• [TEXTAUSZUG]:
>>>>

Rede · Flemming Meyer · 01.06.2006 Gegen Korruption im Gesundheitswesen

Korruption im Gesundheitswesen ist nicht gleichzusetzen mit dem, was wir landläufig unter Korruption verstehen: nämlich, dass ein Auftragnehmer dem Aufraggeber heimlich Geld gibt. Bargeld fließt in Praxen oder Krankenhäusern nur selten. Viel mehr sind es Privilegien oder Vergünstigungen, wie z.B. die Teilnahmen an einm Kongress in exklusivem Ambiente, die korrumpieren. Im Gesundheitswesen geht es eben um eine ganz andere Art der Korruption. Das führt auch dazu, dass es Tätern und Opfern leicht fällt, erst gar kein Unrechtsbewusstsein aufkommen zu lassen.

<<<<

[Bereichsbeschreibungen in natürlicher Sprache]
>>>>

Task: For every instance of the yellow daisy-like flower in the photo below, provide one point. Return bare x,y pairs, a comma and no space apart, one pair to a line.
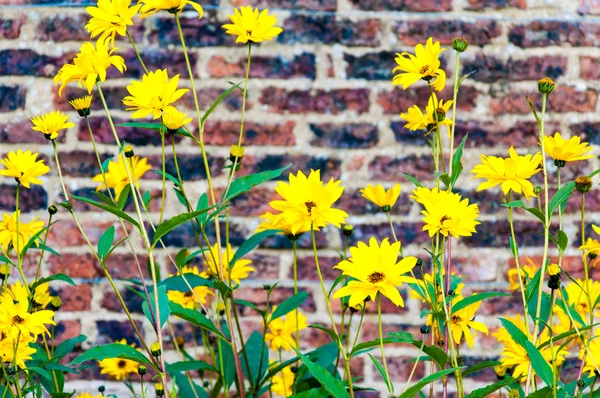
564,151
153,95
51,123
251,25
512,173
385,199
282,383
8,230
187,299
109,18
462,322
149,7
308,202
116,175
425,64
281,332
24,167
417,120
240,270
446,212
375,269
527,272
118,368
174,119
89,66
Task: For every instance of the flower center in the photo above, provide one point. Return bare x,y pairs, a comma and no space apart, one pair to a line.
376,277
309,207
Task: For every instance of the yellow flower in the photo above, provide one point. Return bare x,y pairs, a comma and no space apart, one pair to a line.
89,66
116,175
306,201
446,212
379,196
118,368
425,64
187,299
51,123
173,6
110,18
153,95
281,331
570,150
282,382
8,231
527,272
240,270
174,119
375,269
250,24
462,322
24,167
512,172
417,120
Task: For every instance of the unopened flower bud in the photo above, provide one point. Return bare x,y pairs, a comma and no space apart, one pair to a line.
583,184
460,44
546,85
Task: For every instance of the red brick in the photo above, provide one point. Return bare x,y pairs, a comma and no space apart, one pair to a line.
227,133
10,28
264,67
563,99
589,67
478,33
330,30
279,100
490,69
546,33
349,136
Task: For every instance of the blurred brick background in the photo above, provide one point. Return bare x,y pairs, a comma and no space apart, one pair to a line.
320,97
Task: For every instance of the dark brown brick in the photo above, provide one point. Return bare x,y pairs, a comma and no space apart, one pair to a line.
490,69
329,30
265,67
349,136
478,33
334,101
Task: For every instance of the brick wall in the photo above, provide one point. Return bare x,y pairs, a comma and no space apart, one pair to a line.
320,97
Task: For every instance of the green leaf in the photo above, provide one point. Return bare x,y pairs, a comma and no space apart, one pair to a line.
472,299
411,391
218,101
110,209
194,317
381,370
105,242
244,184
167,226
56,277
113,350
330,383
163,306
289,304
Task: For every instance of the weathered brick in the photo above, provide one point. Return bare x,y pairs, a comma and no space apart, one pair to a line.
330,30
563,99
335,101
349,136
403,5
12,98
10,28
227,133
478,33
490,69
265,67
544,33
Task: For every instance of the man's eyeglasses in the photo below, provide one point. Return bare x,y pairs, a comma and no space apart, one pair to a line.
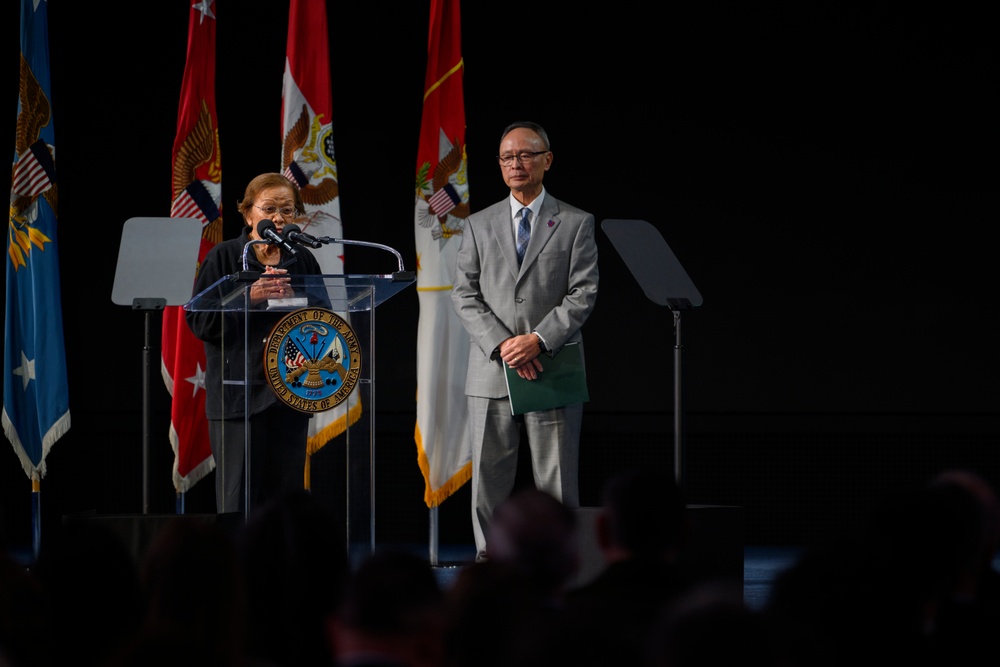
285,211
507,160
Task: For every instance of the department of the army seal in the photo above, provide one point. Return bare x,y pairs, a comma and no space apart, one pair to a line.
312,359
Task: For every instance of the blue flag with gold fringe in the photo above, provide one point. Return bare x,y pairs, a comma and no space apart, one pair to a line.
35,393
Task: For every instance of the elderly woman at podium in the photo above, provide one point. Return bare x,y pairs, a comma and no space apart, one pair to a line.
278,432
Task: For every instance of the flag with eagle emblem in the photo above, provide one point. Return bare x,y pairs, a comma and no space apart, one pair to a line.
196,193
442,205
308,160
35,393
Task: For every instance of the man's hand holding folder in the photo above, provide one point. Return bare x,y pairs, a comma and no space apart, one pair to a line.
563,381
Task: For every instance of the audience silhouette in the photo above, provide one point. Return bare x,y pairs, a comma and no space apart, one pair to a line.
913,583
392,614
294,556
194,597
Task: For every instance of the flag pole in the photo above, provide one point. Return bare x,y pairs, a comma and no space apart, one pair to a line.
36,517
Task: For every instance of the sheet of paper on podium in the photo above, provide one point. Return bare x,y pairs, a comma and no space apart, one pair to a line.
562,381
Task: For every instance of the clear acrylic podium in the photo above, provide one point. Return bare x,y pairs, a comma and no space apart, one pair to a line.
352,297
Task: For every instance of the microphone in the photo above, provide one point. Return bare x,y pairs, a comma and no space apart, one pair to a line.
266,229
295,234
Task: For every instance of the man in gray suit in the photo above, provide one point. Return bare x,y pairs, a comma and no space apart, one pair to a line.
518,310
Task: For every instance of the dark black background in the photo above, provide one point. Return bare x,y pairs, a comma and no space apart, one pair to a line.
824,174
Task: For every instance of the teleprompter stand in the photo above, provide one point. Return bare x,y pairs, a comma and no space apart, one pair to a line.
665,282
157,260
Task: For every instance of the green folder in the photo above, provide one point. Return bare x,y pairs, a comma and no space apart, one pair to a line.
563,381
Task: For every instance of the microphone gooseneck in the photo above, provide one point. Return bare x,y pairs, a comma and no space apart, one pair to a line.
268,232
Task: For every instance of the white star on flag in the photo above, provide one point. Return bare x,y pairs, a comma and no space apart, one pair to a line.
26,370
205,7
198,379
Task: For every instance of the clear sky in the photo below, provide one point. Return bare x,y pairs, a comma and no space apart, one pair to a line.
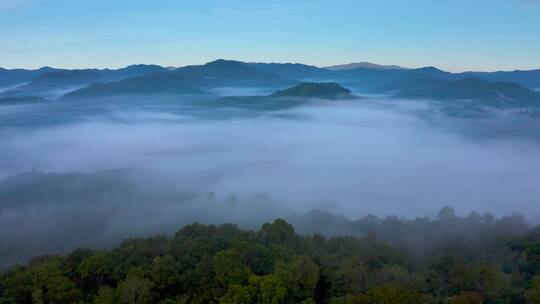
454,35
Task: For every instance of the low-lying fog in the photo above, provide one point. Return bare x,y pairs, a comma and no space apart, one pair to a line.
356,157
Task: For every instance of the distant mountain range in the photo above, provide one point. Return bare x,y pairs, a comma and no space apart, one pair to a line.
328,90
364,65
513,88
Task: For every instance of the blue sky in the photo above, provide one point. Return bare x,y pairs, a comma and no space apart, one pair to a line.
454,35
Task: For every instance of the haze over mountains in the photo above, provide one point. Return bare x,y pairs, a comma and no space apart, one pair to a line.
109,154
514,87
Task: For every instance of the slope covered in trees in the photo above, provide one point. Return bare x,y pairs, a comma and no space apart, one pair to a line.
224,264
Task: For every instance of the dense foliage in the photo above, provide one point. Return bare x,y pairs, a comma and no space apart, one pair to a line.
474,259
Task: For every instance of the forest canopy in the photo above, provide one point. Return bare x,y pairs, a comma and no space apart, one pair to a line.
447,259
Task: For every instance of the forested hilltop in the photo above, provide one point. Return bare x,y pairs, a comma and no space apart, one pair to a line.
473,259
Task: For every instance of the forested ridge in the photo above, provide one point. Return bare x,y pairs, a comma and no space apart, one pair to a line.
444,259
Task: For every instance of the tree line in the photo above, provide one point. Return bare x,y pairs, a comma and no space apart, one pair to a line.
446,259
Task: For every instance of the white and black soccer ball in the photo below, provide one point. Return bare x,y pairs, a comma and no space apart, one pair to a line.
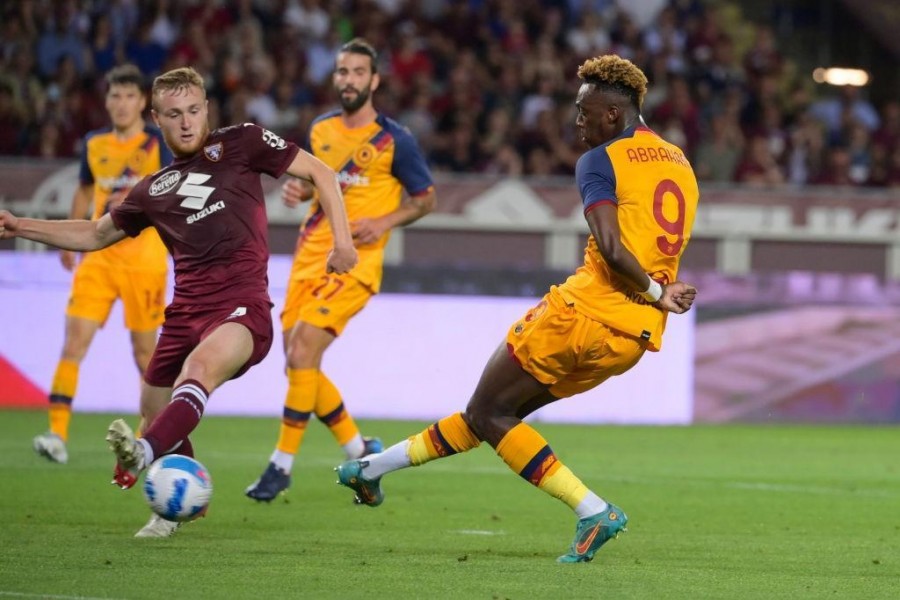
178,488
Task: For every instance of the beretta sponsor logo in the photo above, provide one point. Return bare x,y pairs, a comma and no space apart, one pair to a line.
165,183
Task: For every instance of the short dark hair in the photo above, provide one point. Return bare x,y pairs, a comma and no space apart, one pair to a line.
125,75
361,46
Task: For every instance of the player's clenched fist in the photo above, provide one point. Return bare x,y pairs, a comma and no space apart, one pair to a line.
9,223
678,297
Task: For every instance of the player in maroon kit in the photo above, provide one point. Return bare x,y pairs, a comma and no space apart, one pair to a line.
209,210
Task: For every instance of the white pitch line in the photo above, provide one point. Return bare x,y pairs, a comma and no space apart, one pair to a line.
8,594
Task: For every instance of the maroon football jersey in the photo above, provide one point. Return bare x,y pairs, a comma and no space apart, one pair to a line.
210,212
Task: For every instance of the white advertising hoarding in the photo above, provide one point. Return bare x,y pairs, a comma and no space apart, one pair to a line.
403,357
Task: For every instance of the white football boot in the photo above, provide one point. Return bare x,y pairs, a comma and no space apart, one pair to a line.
51,446
157,527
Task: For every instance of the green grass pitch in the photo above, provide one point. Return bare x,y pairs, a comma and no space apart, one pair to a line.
715,512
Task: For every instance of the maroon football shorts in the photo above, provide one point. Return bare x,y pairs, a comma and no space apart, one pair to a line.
186,325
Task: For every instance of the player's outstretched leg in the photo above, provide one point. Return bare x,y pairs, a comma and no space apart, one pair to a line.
594,531
157,527
272,482
330,409
298,406
368,491
529,455
129,454
451,435
51,446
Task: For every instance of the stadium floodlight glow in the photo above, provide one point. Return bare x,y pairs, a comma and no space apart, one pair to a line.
841,76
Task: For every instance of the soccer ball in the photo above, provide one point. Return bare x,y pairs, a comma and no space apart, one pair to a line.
178,488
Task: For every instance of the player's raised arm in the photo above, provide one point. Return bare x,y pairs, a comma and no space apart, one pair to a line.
81,202
343,256
78,235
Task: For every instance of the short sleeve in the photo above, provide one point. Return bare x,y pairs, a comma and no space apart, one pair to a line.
165,154
596,178
266,152
129,216
409,166
85,175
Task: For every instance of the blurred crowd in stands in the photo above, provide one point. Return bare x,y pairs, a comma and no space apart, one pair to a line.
487,86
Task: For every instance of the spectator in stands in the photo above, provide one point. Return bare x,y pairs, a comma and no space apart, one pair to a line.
758,167
449,58
837,168
12,120
835,111
719,153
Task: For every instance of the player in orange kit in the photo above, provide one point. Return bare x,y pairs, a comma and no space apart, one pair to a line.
376,159
113,161
640,197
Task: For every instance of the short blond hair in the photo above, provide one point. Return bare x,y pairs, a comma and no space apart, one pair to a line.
177,80
617,74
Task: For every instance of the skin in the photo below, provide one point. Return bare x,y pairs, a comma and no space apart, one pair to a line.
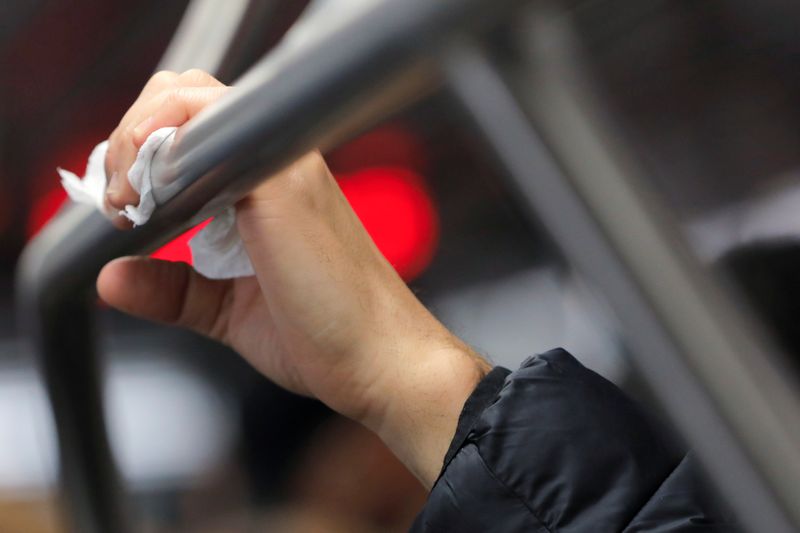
325,315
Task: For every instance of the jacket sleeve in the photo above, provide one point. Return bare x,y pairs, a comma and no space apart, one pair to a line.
555,447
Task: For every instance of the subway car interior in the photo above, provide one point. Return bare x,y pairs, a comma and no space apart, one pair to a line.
615,177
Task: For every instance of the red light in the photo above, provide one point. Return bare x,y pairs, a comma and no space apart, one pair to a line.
44,209
178,248
398,213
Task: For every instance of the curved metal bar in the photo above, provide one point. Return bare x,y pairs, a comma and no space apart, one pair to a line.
309,94
721,383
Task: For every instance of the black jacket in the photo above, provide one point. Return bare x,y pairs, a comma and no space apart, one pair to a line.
555,447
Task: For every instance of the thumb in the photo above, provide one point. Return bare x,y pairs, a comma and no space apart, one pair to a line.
168,292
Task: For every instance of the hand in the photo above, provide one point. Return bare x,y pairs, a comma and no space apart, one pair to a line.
325,316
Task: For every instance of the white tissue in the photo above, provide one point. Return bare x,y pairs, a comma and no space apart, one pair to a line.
217,250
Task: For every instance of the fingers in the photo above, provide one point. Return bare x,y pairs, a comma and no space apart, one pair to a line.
168,99
174,108
168,292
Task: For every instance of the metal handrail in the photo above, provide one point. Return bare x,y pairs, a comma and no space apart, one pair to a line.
298,98
317,94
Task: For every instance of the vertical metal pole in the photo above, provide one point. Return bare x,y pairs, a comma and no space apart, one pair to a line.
705,363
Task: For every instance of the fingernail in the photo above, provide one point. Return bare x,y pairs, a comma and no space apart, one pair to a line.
113,186
142,128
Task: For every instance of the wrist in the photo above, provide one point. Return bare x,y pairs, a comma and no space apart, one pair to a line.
421,400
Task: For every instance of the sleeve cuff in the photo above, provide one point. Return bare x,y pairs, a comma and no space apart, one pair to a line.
482,397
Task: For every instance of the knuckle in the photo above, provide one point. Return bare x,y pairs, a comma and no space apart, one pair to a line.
197,76
163,77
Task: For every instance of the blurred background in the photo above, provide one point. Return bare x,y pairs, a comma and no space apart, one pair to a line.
705,92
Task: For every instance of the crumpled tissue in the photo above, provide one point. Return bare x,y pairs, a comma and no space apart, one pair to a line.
217,249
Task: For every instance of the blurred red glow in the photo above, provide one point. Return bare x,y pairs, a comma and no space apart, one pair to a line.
178,248
397,211
45,208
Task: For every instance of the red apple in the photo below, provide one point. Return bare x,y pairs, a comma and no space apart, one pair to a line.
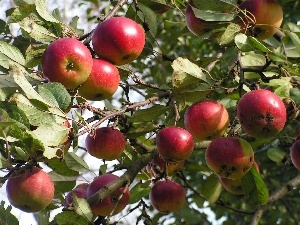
295,154
67,61
261,18
206,120
157,165
234,186
79,191
102,83
112,204
229,157
30,191
105,143
174,144
262,113
119,40
167,196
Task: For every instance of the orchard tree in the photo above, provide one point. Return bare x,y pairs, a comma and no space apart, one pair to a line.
206,113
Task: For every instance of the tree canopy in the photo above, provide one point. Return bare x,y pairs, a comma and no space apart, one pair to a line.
175,70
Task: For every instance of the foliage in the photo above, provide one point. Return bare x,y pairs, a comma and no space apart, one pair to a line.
175,70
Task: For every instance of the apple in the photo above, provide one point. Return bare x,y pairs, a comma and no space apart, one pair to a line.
112,204
79,191
105,143
262,113
196,25
174,144
295,154
67,61
167,196
234,186
119,40
102,82
206,120
229,157
31,190
157,166
261,18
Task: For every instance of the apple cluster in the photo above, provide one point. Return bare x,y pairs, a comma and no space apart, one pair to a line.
258,18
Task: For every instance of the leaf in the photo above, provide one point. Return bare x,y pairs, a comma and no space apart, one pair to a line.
139,191
12,53
76,163
211,188
6,217
254,187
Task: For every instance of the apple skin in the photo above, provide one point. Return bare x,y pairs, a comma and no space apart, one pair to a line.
262,113
206,120
229,157
167,196
268,17
234,186
31,191
119,40
157,165
196,25
79,191
108,205
105,143
67,61
174,144
295,154
102,82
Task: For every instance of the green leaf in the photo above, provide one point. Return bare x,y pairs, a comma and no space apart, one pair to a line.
6,217
12,53
211,188
254,187
76,163
70,218
139,191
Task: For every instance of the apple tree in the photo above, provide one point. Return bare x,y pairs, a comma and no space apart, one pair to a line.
186,105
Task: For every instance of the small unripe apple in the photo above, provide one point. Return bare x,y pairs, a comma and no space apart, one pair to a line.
67,61
105,143
30,191
112,204
229,157
167,196
262,113
102,82
174,144
157,165
295,154
265,15
119,40
206,120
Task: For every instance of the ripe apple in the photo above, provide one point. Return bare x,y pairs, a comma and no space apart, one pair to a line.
30,191
196,25
174,144
295,154
229,157
79,191
105,143
102,83
234,186
265,15
119,40
167,196
157,165
67,61
206,120
112,204
262,113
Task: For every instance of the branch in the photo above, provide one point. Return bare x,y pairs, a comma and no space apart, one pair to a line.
274,197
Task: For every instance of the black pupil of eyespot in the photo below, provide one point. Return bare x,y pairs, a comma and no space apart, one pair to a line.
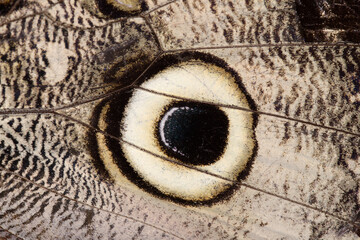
194,133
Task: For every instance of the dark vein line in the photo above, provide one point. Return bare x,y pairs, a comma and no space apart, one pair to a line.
8,231
158,7
85,204
133,85
355,224
252,111
157,40
287,44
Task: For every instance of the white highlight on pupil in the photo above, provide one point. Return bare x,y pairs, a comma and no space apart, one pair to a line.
198,81
162,126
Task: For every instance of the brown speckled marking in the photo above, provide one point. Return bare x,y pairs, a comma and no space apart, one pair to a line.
305,180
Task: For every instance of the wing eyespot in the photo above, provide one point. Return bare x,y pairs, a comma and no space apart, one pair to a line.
172,136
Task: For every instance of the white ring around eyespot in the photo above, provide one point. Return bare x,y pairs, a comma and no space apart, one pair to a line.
201,82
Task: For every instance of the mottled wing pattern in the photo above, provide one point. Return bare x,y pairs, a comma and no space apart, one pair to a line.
57,63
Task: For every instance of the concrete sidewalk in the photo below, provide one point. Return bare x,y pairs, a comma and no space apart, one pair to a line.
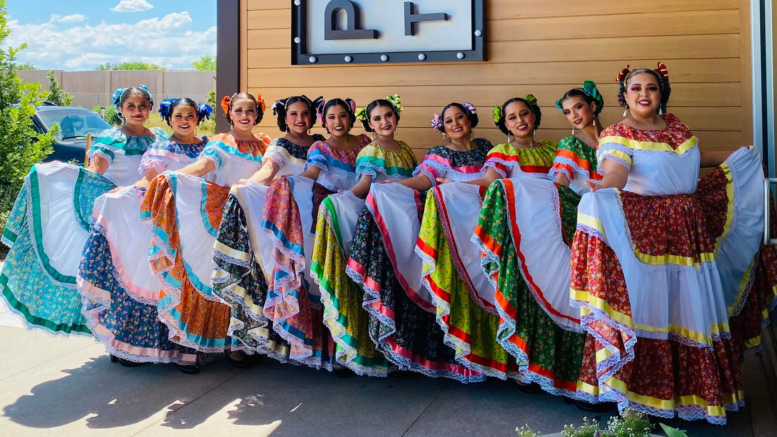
68,386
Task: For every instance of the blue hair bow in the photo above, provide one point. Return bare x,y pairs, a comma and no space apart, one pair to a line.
204,111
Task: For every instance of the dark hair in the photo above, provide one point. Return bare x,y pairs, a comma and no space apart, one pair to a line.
348,104
535,109
281,106
663,87
129,92
473,116
245,96
375,104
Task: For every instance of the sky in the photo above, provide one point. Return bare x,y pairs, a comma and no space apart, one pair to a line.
78,35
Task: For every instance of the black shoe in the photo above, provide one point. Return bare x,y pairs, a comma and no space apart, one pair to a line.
594,408
344,372
238,364
127,363
530,389
191,369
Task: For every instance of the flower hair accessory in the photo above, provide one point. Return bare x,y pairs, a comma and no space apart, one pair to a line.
623,74
396,102
225,102
437,123
497,113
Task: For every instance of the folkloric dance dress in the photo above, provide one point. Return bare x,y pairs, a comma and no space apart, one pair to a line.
671,276
243,254
185,213
525,253
382,261
293,301
120,290
49,226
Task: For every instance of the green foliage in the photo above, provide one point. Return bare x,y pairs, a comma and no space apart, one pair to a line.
130,66
629,424
24,67
205,63
20,145
56,94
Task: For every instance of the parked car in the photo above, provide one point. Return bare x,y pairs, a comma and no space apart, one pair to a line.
74,125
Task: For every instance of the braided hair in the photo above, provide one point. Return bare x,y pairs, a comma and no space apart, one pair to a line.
348,104
281,108
529,100
662,78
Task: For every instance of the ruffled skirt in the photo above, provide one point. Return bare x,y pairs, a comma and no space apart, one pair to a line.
673,290
293,303
341,297
524,231
402,314
243,258
47,230
120,291
462,293
185,214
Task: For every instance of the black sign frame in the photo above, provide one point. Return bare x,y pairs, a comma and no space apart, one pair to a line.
300,56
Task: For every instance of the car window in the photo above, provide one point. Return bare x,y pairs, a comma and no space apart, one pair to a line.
74,123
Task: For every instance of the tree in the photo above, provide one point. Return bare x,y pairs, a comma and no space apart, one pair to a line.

<<<<

• [AUFGABE]: Führe die Rede über Korruption im Gesundheitswesen im Anschluss an ihren letzten Satz weiter.

• [ANTWORT]:
Der Dumme ist letztlich der Patient, besser gesagt: der Beitragszahler, der alle Ausgaben im Gesundheitswesen tragen muss. Dabei spielt es keine Rolle, ob er selbst erkrankt. So lange er abhängig beschäftigt ist, muss er einen festen Teil seines Gehaltes an die Krankenkasse abführen. Die Beitragssätze steigen gerade wieder. Je geringer dagegen die Ausgabe im Gesundheitswesen, desto niedriger die Beiträge und das hat nicht zuletzt eine entspannende Wirkung für die Lohnnebenkosten.

Aus diesem Grund unterstützt der SSW das Vorhaben der grünen Fraktion voll und ganz, Korruption im Gesundheitswesen zu verhindern um so auch die Kosten der Krankenversicherung für den Einzelnen senken zu können. Wir dürfen aber in der Diskussion nicht vergessen, dass das Gros der im Gesundheitswesen Tätigen grundehrlich ist. Ein ganzes System für korrupt zu erklären, hieße das Kind mit dem Bade auszuschütten. Ehrliche Leistungserbringer werden all zu schnell in einen Topf mit den schwarzen Schafen geworfen. Diese pauschalen Verdächtigungen sind sicherlich ein Grund für die hohe Unzufriedenheit unter den Ärzten.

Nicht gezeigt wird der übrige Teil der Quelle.